### Written instruction:
Output every line of the data below as a JSON list of strings, one string per line, skipping any blank lines.

(Entries drawn from a collection)
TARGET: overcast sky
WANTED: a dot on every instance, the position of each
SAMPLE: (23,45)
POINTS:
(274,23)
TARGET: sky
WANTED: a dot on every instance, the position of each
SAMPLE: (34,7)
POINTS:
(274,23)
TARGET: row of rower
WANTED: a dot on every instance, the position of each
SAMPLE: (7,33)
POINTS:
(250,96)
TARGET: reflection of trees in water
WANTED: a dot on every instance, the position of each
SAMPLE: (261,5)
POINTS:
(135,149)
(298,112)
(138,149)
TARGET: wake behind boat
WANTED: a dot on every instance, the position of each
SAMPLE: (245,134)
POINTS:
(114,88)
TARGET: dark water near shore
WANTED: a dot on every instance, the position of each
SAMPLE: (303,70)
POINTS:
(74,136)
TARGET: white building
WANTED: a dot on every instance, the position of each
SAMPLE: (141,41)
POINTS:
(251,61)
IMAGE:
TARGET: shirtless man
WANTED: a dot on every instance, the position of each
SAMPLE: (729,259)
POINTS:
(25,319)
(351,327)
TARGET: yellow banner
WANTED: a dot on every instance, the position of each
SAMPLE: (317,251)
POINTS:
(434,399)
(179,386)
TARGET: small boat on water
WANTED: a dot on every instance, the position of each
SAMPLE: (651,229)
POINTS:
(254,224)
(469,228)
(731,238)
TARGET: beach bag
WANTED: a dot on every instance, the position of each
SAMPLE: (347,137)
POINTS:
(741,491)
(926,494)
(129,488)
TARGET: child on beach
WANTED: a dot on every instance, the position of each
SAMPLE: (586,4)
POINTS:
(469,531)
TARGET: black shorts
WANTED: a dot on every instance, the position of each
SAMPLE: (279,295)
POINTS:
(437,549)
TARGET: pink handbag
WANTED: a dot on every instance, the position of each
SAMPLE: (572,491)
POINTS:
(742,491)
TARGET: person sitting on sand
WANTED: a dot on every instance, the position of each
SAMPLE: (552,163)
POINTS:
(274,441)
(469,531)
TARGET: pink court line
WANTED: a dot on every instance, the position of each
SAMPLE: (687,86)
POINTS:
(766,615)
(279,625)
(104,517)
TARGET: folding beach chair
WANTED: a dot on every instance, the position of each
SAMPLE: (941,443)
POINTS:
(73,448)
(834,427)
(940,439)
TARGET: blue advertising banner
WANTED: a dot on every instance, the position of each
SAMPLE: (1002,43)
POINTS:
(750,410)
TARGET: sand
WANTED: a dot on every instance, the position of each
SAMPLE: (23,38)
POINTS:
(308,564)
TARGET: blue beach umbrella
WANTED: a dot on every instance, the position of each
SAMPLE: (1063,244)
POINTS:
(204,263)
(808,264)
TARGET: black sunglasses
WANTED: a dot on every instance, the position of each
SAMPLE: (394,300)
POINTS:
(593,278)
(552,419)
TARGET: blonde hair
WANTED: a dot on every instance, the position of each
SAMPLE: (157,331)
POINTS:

### Result of the task:
[
  "TARGET: overcast sky",
  "WANTED: a dot on every instance, the position of each",
  "SAMPLE: (23,45)",
  "POINTS:",
  "(274,23)",
  "TARGET: sky",
  "WANTED: a dot on every instance, the position of each",
  "SAMPLE: (34,7)",
  "POINTS:",
  "(274,23)",
  "TARGET: row of rower",
  "WANTED: a dot on every instance, the position of each",
  "SAMPLE: (7,33)",
  "POINTS:",
  "(250,96)",
  "TARGET: reflection of trees in water",
  "WANTED: a dot on every instance, the position of each",
  "SAMPLE: (261,5)",
  "POINTS:",
  "(135,149)",
  "(298,112)",
  "(138,149)",
  "TARGET: wake behind boat",
  "WANTED: a dot on every instance, the position of each",
  "SAMPLE: (245,134)",
  "POINTS:",
  "(114,88)",
  "TARGET: dark water near shore",
  "WANTED: a dot on every instance, the position of each",
  "SAMPLE: (303,70)",
  "POINTS:",
  "(74,136)",
  "TARGET: white building",
  "WANTED: a dot on every instance, the position of each",
  "SAMPLE: (141,41)",
  "POINTS:",
  "(251,61)",
  "IMAGE:",
  "TARGET: shirtless man",
  "WANTED: a dot on every instance, the position of each",
  "SAMPLE: (729,259)",
  "POINTS:",
  "(25,319)",
  "(351,327)",
  "TARGET: yellow banner",
  "WANTED: a dot on every instance, the position of each",
  "SAMPLE: (317,251)",
  "POINTS:",
  "(434,399)",
  "(179,386)",
  "TARGET: small boat on water",
  "WANTED: a dot on every instance, the position of each",
  "SAMPLE: (651,229)",
  "POINTS:",
  "(254,224)",
  "(469,228)",
  "(731,238)",
  "TARGET: beach bag",
  "WANTED: a dot on every instance, the position of each",
  "SAMPLE: (347,137)",
  "POINTS:",
  "(741,491)",
  "(926,494)",
  "(129,488)",
  "TARGET: child on beach",
  "WANTED: a dot on every instance, the position of each",
  "SAMPLE: (586,4)",
  "POINTS:",
  "(469,531)",
  "TARGET: black shorts",
  "WANTED: a dot on every instance, the position of each",
  "SAMPLE: (279,295)",
  "POINTS:",
  "(437,549)",
  "TARGET: pink handbag",
  "WANTED: a dot on every instance, the position of each",
  "SAMPLE: (572,491)",
  "POINTS:",
  "(742,491)",
  "TARGET: person sitting on sand",
  "WANTED: a dot on every instance, the position of each",
  "SAMPLE: (552,163)",
  "POINTS:",
  "(274,441)",
  "(469,531)",
  "TARGET: pink court line",
  "WANTED: a dot on every instance, the position of each",
  "SAMPLE: (687,86)",
  "POINTS:",
  "(766,615)",
  "(279,625)",
  "(104,517)",
  "TARGET: folding beach chair",
  "WANTED: a dot on every instance, the position of each",
  "SAMPLE: (941,443)",
  "POINTS:",
  "(73,448)",
  "(834,427)",
  "(940,439)",
  "TARGET: blue advertising banner",
  "WANTED: a dot on every instance, the position of each",
  "SAMPLE: (1002,43)",
  "POINTS:",
  "(750,410)",
  "TARGET: sand",
  "WANTED: a dot on every instance, the position of each",
  "SAMPLE: (23,38)",
  "POINTS:",
  "(308,564)",
  "TARGET: blue beach umbrella",
  "WANTED: a dot on every instance, the position of each",
  "SAMPLE: (1063,244)",
  "POINTS:",
  "(204,263)",
  "(808,264)",
  "TARGET: black sunglasses",
  "WANTED: a dot on every instance, the position of each",
  "SAMPLE: (394,300)",
  "POINTS:",
  "(593,278)",
  "(552,419)",
  "TARGET: blonde hair",
  "WANTED: a dot on every instance, the position of each",
  "SAMPLE: (157,331)",
  "POINTS:"
]